Exercise directions> Write out the lines of the listing below again, starting at the line that contains "Task: indicate each instance of the plant" and running through the end of the listing, requests included. Scale every x, y coordinate in the answers by 1.4, rounding to whole numbers with halves rounded up.

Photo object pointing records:
####
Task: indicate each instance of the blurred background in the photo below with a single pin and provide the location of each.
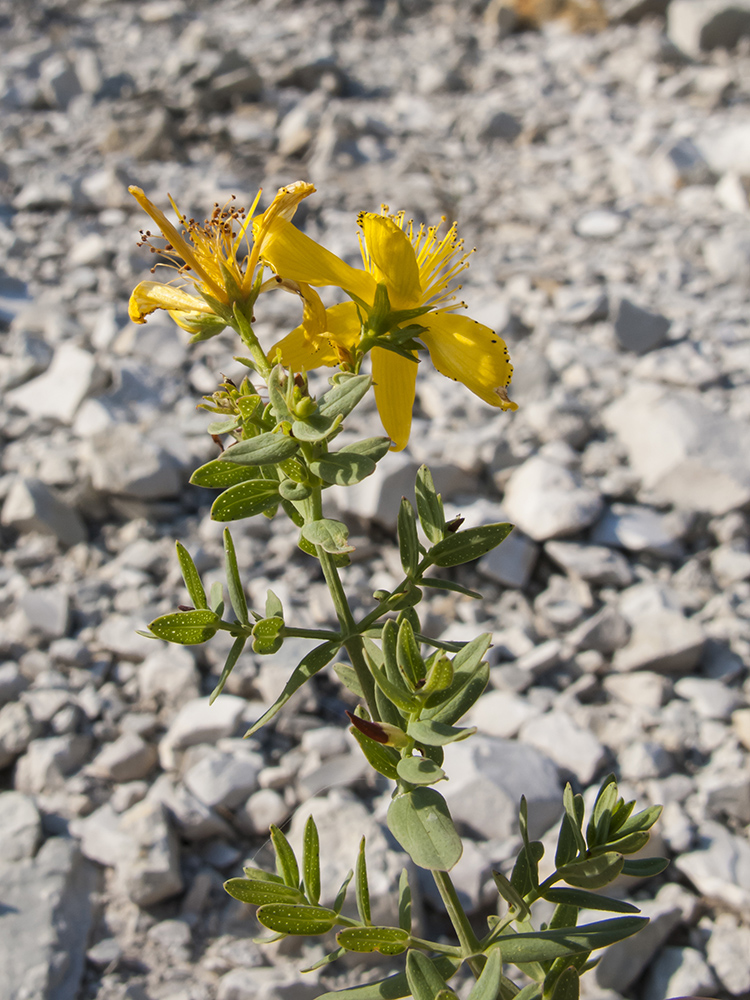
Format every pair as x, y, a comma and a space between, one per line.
598, 157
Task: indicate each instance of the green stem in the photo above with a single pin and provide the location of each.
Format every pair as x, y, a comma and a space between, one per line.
470, 946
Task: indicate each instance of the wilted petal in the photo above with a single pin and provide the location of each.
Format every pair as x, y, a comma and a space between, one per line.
468, 352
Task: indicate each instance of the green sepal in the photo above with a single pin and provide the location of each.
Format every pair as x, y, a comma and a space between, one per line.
286, 919
286, 862
429, 506
257, 893
330, 535
217, 475
311, 861
186, 628
361, 888
386, 940
255, 496
234, 654
420, 821
310, 664
192, 579
419, 771
268, 448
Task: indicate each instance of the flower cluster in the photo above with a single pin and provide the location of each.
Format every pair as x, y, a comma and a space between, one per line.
401, 300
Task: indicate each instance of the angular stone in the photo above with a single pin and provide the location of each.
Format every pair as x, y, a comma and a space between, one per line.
32, 506
488, 776
546, 500
684, 452
44, 922
20, 826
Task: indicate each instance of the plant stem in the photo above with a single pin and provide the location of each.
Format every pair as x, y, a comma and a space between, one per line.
470, 947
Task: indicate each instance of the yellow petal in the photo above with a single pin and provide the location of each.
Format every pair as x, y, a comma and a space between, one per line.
469, 352
149, 296
314, 345
395, 379
391, 259
293, 255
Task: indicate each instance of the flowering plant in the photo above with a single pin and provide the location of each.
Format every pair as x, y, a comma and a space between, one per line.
412, 690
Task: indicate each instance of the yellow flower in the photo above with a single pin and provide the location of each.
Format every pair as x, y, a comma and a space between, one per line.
418, 270
216, 257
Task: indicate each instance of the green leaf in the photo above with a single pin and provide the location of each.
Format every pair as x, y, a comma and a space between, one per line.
408, 657
362, 890
296, 919
404, 901
330, 535
257, 893
568, 985
344, 395
341, 468
186, 628
268, 448
267, 636
286, 863
487, 987
419, 771
593, 873
467, 545
191, 576
311, 861
220, 474
429, 506
394, 987
234, 583
588, 900
308, 666
544, 946
407, 538
644, 867
316, 428
437, 734
386, 940
425, 981
245, 500
384, 759
420, 821
234, 654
####
Reply>
Task: indicate each instance of the plant stem in the photo above with a single pin and provide the location of each.
Format every pair as x, y, a comma and a space between, one per line.
658, 1326
Task: indicate each instance of the yellow petal in the photo above with a single pin and provide the location of each.
Format every pair as x, y, a comma and a space between, one per line.
657, 493
209, 414
440, 483
553, 531
547, 363
410, 357
Task: indicate each instance of the flowering plant in the photo above with a single pin and provide the location of each.
Format every pair as x, y, a comma and a space between, one per line.
577, 966
Task: indicate each instance of the yellow flower in the photo above with a single pin and provide the location of each.
Format every pair as x, y, a comma and a space between, one per line.
585, 378
302, 360
Task: indicate each instance of the green leaf in the photo above with a single pin and provide the location of each.
Format every pair as x, y, a comma and a space between, one per line.
571, 920
507, 1246
414, 1287
566, 1261
462, 749
360, 1250
795, 1379
482, 553
477, 655
260, 879
375, 627
374, 890
400, 1208
682, 1382
587, 1079
830, 1222
654, 763
267, 806
435, 1205
308, 664
601, 708
552, 1382
328, 816
823, 1260
431, 932
762, 1324
570, 753
902, 1214
442, 599
612, 1028
540, 1316
595, 1373
343, 700
538, 1063
588, 1149
328, 916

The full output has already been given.